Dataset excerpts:
-- Opening Marker --

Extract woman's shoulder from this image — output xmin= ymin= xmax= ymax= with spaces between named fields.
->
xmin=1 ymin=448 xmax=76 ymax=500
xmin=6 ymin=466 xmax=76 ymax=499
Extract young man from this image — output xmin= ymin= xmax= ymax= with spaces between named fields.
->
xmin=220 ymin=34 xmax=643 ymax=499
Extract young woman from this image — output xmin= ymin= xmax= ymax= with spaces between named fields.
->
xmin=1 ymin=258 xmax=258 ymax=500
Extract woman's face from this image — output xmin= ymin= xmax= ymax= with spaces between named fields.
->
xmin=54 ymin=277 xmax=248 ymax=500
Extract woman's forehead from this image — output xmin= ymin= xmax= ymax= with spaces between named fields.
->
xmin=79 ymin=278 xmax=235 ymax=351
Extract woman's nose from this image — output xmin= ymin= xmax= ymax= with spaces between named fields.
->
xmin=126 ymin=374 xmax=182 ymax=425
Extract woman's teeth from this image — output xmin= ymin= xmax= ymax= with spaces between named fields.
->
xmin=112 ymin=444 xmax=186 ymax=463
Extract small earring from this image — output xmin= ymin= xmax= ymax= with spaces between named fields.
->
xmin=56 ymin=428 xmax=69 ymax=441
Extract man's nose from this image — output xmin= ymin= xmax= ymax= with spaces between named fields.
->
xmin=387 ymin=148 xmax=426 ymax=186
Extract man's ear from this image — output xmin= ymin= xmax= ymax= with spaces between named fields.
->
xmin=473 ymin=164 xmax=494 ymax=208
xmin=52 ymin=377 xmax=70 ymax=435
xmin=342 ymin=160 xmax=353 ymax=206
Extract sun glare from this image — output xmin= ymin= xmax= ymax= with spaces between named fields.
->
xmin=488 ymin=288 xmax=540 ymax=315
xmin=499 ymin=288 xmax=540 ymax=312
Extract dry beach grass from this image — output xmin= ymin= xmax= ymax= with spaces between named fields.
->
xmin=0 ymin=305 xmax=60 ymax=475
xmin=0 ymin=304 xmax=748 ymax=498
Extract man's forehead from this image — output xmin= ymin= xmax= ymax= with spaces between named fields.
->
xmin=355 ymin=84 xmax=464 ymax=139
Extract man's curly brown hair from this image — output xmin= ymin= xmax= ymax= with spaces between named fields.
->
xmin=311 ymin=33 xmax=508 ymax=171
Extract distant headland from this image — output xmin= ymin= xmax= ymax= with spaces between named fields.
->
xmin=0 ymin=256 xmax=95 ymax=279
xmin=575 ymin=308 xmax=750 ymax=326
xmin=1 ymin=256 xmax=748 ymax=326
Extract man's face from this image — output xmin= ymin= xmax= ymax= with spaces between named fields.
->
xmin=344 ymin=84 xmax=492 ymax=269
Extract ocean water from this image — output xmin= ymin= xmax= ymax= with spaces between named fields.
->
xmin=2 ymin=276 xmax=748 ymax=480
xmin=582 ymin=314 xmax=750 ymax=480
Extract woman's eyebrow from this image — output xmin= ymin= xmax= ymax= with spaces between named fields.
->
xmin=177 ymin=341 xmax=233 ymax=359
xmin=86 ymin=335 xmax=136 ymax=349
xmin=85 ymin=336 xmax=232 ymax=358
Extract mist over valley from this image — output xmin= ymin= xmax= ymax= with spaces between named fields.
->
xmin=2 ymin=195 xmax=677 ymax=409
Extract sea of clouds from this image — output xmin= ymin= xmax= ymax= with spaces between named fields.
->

-- Closing Marker --

Work item — With nothing omitted, set down all of the records again.

Output below —
Extract woman's shoulder from this image — output xmin= ymin= xmax= ymax= with spaces between named fields.
->
xmin=1 ymin=448 xmax=76 ymax=500
xmin=6 ymin=466 xmax=76 ymax=499
Extract young man from this image — output xmin= ymin= xmax= ymax= with spaces between named fields.
->
xmin=220 ymin=34 xmax=643 ymax=499
Extract young woman from this image — output xmin= ymin= xmax= ymax= with spaces between named fields.
->
xmin=1 ymin=258 xmax=258 ymax=500
Extract woman's face from this image — output xmin= ymin= xmax= ymax= with spaces between named fields.
->
xmin=54 ymin=277 xmax=248 ymax=500
Extract woman's forehead from this image — output xmin= ymin= xmax= ymax= with spaces between named fields.
->
xmin=79 ymin=278 xmax=235 ymax=351
Extract woman's nose from this image — output xmin= ymin= xmax= ymax= with spaces between named fields.
->
xmin=126 ymin=374 xmax=182 ymax=425
Extract woman's teeth from this image — output xmin= ymin= xmax= ymax= with spaces between named fields.
->
xmin=112 ymin=444 xmax=186 ymax=463
Extract small earring from this image — output xmin= ymin= xmax= ymax= with spaces between named fields.
->
xmin=56 ymin=428 xmax=69 ymax=441
Extract man's nose from this image — output xmin= ymin= xmax= ymax= with spaces between named fields.
->
xmin=387 ymin=148 xmax=426 ymax=186
Extract man's ear from this image — output xmin= ymin= xmax= ymax= with spaces between named fields.
->
xmin=473 ymin=164 xmax=494 ymax=208
xmin=52 ymin=377 xmax=70 ymax=435
xmin=342 ymin=160 xmax=353 ymax=206
Extract sun glare from this image — output xmin= ymin= xmax= ymax= with spaces between named fields.
->
xmin=488 ymin=288 xmax=540 ymax=315
xmin=499 ymin=288 xmax=540 ymax=312
Extract dry beach grass from this image — output xmin= ymin= xmax= ymax= with spaces between named fields.
->
xmin=0 ymin=305 xmax=60 ymax=475
xmin=0 ymin=304 xmax=748 ymax=498
Extract man's forehead from this image — output xmin= ymin= xmax= ymax= with spaces between named fields.
->
xmin=355 ymin=84 xmax=464 ymax=139
Extract man's curly brown hair from this image — output xmin= ymin= xmax= ymax= with spaces between named fields.
->
xmin=311 ymin=33 xmax=508 ymax=171
Extract distant headland from this image — output xmin= ymin= xmax= ymax= with spaces between named fields.
->
xmin=0 ymin=256 xmax=95 ymax=279
xmin=575 ymin=308 xmax=750 ymax=326
xmin=1 ymin=256 xmax=748 ymax=326
Extract man's face from this image — output xmin= ymin= xmax= ymax= with spaces between named fields.
->
xmin=344 ymin=84 xmax=492 ymax=269
Extract ocean water from this image — output xmin= ymin= xmax= ymax= with spaces between named fields.
->
xmin=2 ymin=276 xmax=748 ymax=480
xmin=582 ymin=314 xmax=750 ymax=480
Extract woman's eyebrow from this image — output xmin= ymin= xmax= ymax= with spaces between named fields.
->
xmin=177 ymin=341 xmax=233 ymax=359
xmin=86 ymin=335 xmax=136 ymax=349
xmin=85 ymin=336 xmax=232 ymax=358
Extract mist over valley from this image — output xmin= ymin= xmax= ymax= with spaces between named fields.
->
xmin=2 ymin=195 xmax=677 ymax=409
Extract sea of clouds from this image — output xmin= ymin= xmax= ymax= with spaces between named fields.
->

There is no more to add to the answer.